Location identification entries
- - -
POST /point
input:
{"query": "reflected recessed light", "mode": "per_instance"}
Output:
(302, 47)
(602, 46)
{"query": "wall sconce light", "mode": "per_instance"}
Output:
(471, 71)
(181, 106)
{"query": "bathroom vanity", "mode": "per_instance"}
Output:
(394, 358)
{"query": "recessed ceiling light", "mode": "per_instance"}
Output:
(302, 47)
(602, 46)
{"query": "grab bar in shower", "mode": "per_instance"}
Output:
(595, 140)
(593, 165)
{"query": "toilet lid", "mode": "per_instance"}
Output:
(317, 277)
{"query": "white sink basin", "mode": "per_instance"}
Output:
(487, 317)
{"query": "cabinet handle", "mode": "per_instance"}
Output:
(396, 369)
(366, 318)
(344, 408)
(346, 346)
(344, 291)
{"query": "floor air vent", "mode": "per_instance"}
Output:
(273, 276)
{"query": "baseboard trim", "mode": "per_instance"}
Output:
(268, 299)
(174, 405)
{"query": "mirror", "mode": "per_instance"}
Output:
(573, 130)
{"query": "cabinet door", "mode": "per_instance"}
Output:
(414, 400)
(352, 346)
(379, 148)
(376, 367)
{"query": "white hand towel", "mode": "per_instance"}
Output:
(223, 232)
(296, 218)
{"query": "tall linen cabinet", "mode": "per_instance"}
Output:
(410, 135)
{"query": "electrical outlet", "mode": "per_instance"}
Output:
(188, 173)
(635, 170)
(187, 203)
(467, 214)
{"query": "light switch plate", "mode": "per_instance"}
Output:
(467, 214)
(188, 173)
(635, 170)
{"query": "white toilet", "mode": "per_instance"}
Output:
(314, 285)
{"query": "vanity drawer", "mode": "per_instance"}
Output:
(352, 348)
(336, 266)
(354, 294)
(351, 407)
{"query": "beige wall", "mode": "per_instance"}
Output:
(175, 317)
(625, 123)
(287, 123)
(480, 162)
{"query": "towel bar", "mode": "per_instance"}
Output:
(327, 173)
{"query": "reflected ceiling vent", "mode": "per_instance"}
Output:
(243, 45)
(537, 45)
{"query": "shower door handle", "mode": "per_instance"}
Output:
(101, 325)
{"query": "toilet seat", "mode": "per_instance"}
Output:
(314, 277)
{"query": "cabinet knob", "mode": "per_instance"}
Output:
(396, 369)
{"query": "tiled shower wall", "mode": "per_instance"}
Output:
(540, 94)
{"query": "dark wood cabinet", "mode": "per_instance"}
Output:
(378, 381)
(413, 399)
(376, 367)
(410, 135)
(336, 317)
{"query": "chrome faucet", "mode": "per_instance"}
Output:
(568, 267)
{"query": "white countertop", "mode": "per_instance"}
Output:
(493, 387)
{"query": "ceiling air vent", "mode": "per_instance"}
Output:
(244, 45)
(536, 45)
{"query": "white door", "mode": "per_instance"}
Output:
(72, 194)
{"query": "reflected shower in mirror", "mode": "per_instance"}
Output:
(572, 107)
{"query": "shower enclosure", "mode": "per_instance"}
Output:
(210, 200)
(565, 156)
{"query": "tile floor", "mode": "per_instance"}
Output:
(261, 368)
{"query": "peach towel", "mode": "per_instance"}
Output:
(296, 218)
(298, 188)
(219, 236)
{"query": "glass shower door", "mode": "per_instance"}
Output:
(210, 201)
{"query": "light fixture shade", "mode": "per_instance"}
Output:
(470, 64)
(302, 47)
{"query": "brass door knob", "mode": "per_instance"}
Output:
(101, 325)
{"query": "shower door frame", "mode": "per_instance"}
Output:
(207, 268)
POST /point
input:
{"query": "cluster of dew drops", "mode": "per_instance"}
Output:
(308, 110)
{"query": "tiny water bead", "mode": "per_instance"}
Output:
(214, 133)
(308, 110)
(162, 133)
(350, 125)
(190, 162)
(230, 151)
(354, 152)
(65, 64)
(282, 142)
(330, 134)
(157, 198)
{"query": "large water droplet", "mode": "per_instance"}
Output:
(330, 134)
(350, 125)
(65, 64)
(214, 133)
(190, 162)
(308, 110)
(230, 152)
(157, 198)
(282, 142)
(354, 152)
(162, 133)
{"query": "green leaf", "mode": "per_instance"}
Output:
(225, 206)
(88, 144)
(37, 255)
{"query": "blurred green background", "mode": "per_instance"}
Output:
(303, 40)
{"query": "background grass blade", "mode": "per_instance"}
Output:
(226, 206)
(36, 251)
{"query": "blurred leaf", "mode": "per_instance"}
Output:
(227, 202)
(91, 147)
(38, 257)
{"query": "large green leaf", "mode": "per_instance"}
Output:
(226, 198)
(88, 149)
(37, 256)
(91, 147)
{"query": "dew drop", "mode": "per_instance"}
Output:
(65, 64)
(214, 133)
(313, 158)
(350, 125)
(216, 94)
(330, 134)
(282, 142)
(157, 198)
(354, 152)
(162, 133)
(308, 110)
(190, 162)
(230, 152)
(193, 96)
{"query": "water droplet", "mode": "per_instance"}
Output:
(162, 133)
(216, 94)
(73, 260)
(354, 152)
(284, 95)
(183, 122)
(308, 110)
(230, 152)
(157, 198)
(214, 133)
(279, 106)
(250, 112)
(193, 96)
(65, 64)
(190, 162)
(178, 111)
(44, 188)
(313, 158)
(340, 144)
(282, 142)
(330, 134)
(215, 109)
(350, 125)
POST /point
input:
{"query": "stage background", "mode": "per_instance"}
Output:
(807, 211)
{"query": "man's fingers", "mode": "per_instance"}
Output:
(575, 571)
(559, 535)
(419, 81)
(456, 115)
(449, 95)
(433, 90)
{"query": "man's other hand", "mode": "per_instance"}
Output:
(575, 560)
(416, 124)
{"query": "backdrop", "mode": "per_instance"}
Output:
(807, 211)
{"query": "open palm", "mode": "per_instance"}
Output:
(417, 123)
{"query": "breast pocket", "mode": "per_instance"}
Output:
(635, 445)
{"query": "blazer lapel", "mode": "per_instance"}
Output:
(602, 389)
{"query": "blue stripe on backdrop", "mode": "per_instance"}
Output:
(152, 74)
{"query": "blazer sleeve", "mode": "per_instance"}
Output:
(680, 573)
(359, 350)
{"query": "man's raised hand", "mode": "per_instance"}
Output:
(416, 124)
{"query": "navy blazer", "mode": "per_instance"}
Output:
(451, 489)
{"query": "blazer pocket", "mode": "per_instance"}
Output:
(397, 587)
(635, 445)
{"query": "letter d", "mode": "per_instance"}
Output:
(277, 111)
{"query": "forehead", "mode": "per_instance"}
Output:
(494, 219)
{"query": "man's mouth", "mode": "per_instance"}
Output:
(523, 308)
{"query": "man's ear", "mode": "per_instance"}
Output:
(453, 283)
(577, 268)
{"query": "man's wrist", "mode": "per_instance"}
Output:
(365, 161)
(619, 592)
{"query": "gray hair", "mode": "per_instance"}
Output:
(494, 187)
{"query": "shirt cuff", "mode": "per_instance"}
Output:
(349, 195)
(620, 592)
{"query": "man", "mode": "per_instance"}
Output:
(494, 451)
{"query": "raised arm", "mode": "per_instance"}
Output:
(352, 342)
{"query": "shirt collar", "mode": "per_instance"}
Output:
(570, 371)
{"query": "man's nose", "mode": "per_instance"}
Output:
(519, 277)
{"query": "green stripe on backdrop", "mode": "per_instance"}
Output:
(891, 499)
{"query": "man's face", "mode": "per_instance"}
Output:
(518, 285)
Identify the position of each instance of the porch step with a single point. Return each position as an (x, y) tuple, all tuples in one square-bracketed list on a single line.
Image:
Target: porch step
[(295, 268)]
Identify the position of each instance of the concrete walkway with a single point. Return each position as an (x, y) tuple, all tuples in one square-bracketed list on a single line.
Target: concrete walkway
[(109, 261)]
- - -
SHORT PROBLEM: Copy the material above verbatim.

TASK ANSWER:
POST /point
input:
{"query": "reflected recessed light", "mode": "per_instance"}
Output:
(302, 47)
(602, 46)
{"query": "wall sconce light", "mode": "per_instance"}
Output:
(471, 71)
(181, 106)
{"query": "bathroom vanity", "mode": "per_instance"}
Output:
(394, 358)
{"query": "recessed ceiling light", "mode": "per_instance"}
Output:
(302, 47)
(602, 46)
{"query": "grab bar in shower", "mode": "per_instance"}
Output:
(595, 140)
(593, 165)
{"query": "toilet lid", "mode": "per_instance"}
Output:
(317, 277)
{"query": "white sink basin", "mode": "per_instance"}
Output:
(487, 317)
{"query": "cabinet handle", "mode": "per_instance"}
Output:
(396, 369)
(366, 318)
(344, 408)
(346, 346)
(344, 291)
{"query": "floor air vent", "mode": "per_instance"}
Output:
(273, 276)
{"query": "baseboard trim", "mode": "per_instance"}
Output:
(268, 299)
(174, 405)
{"query": "mirror", "mode": "per_instance"}
Output:
(573, 130)
{"query": "cabinet door", "mode": "per_instance"}
Output:
(414, 400)
(352, 346)
(379, 148)
(376, 367)
{"query": "white hand towel", "mode": "per_instance"}
Output:
(223, 232)
(296, 218)
{"query": "tall linen cabinet", "mode": "per_instance"}
Output:
(410, 135)
{"query": "electrical outlet", "mode": "per_instance"}
Output:
(188, 173)
(635, 170)
(187, 203)
(467, 214)
{"query": "light switch plate", "mode": "per_instance"}
Output:
(467, 214)
(188, 173)
(635, 170)
{"query": "white toilet", "mode": "per_instance"}
Output:
(314, 285)
{"query": "vanity drawer", "mode": "per_instance"}
Output:
(352, 348)
(336, 266)
(354, 294)
(351, 407)
{"query": "beige wall", "mode": "per_instance"}
Output:
(175, 317)
(625, 123)
(287, 123)
(480, 162)
{"query": "towel bar", "mode": "per_instance"}
Output:
(327, 173)
{"query": "reflected ceiling vent", "mode": "per_instance"}
Output:
(243, 45)
(537, 45)
{"query": "shower door handle", "mode": "per_instance"}
Output:
(101, 325)
{"query": "toilet seat", "mode": "per_instance"}
Output:
(314, 277)
{"query": "cabinet knob", "mode": "per_instance"}
Output:
(396, 369)
{"query": "tiled shower wall", "mode": "per_instance"}
Output:
(540, 94)
{"query": "dark wood cabinet", "mode": "per_instance"}
Output:
(378, 381)
(413, 399)
(376, 367)
(410, 135)
(336, 317)
{"query": "chrome faucet", "mode": "per_instance"}
Output:
(568, 267)
{"query": "white countertop", "mode": "per_instance"}
Output:
(493, 387)
{"query": "ceiling air vent", "mode": "per_instance"}
Output:
(244, 45)
(536, 45)
{"query": "white door", "mode": "per_instance"}
Output:
(72, 194)
{"query": "reflected shower in mirror", "mode": "per_instance"}
Output:
(572, 107)
{"query": "shower enclosure", "mode": "per_instance"}
Output:
(210, 200)
(565, 156)
{"query": "tile floor", "mode": "per_instance"}
Output:
(261, 368)
{"query": "peach towel", "mode": "per_instance"}
Output:
(296, 218)
(298, 188)
(219, 236)
{"query": "glass shower door", "mode": "per_instance"}
Output:
(210, 201)
{"query": "light fixture shade", "mode": "per_instance"}
Output:
(470, 64)
(302, 47)
{"query": "brass door knob", "mode": "per_instance"}
Output:
(101, 325)
{"query": "shower door frame", "mode": "per_instance"}
Output:
(207, 268)
POST /point
input:
{"query": "cluster of dew drops", "mode": "per_instance"}
Output:
(308, 110)
{"query": "tiny water bead", "mode": "per_instance"}
Output:
(214, 133)
(308, 110)
(162, 133)
(350, 125)
(190, 162)
(230, 151)
(354, 152)
(65, 64)
(282, 142)
(330, 134)
(157, 198)
{"query": "large water droplet", "mode": "per_instance"}
Output:
(330, 134)
(350, 125)
(65, 64)
(214, 133)
(190, 162)
(308, 110)
(230, 152)
(157, 198)
(282, 142)
(354, 152)
(162, 133)
{"query": "green leaf", "mode": "per_instance"}
Output:
(225, 206)
(88, 144)
(37, 255)
{"query": "blurred green background", "mode": "per_instance"}
Output:
(303, 40)
{"query": "background grass blade", "mode": "per_instance"}
Output:
(226, 206)
(36, 251)
{"query": "blurred leaf", "mode": "per_instance"}
Output:
(227, 202)
(91, 147)
(38, 257)
{"query": "large green leaf", "mode": "per_instance"}
Output:
(226, 198)
(88, 149)
(37, 256)
(91, 147)
{"query": "dew drop", "mode": "per_instance"}
Output:
(65, 64)
(214, 133)
(313, 158)
(350, 125)
(216, 94)
(330, 134)
(282, 142)
(157, 198)
(354, 152)
(162, 133)
(308, 110)
(190, 162)
(230, 152)
(193, 96)
{"query": "water droplet", "mode": "per_instance"}
Output:
(162, 133)
(216, 94)
(73, 260)
(354, 152)
(284, 95)
(183, 122)
(308, 110)
(230, 152)
(157, 198)
(214, 133)
(279, 106)
(250, 112)
(193, 96)
(65, 64)
(190, 162)
(178, 111)
(44, 188)
(313, 158)
(340, 144)
(282, 142)
(330, 134)
(215, 109)
(350, 125)
POST /point
input:
{"query": "stage background", "mode": "per_instance"}
Output:
(807, 211)
{"query": "man's fingers", "mode": "per_instance"}
Output:
(575, 571)
(559, 535)
(419, 81)
(456, 115)
(449, 95)
(433, 90)
{"query": "man's other hand", "mode": "per_instance"}
Output:
(575, 560)
(416, 124)
{"query": "backdrop", "mode": "per_instance"}
Output:
(807, 211)
{"query": "open palm", "mode": "per_instance"}
Output:
(417, 123)
{"query": "breast pocket", "mode": "per_instance"}
Output:
(635, 445)
{"query": "blazer lapel", "mode": "per_instance"}
Output:
(602, 389)
{"query": "blue stripe on backdrop", "mode": "per_instance"}
Output:
(152, 74)
{"query": "blazer sleeve", "mode": "per_instance"}
Output:
(680, 573)
(359, 350)
{"query": "man's raised hand", "mode": "per_instance"}
Output:
(416, 124)
{"query": "navy blazer", "mode": "per_instance"}
Output:
(451, 489)
{"query": "blazer pocket", "mode": "per_instance"}
Output:
(397, 587)
(635, 445)
{"query": "letter d", "mode": "per_instance"}
Output:
(277, 111)
{"query": "forehead", "mode": "per_instance"}
Output:
(494, 219)
{"query": "man's mouth", "mode": "per_instance"}
Output:
(523, 308)
{"query": "man's ear", "mode": "per_instance"}
Output:
(453, 283)
(577, 268)
{"query": "man's wrist", "mode": "per_instance"}
Output:
(365, 161)
(619, 592)
{"query": "gray hair", "mode": "per_instance"}
Output:
(494, 187)
{"query": "shirt cuff", "mode": "per_instance"}
Output:
(349, 195)
(620, 592)
{"query": "man", "mode": "per_instance"}
Output:
(494, 451)
{"query": "raised arm", "mode": "per_instance"}
Output:
(352, 342)
{"query": "shirt collar", "mode": "per_instance"}
Output:
(570, 371)
{"query": "man's nose", "mode": "per_instance"}
Output:
(519, 277)
{"query": "green stripe on backdrop", "mode": "per_instance"}
Output:
(891, 499)
{"query": "man's face", "mode": "per_instance"}
Output:
(518, 285)
Identify the position of each instance of the porch step with a single point. Return each position as an (x, y) tuple, all tuples in one square-bracketed list on a single line.
Image:
Target: porch step
[(295, 268)]
Identify the position of each instance of the concrete walkway with a single point. Return each position as an (x, y) tuple, all tuples in one square-bracketed list on a single line.
Target: concrete walkway
[(109, 261)]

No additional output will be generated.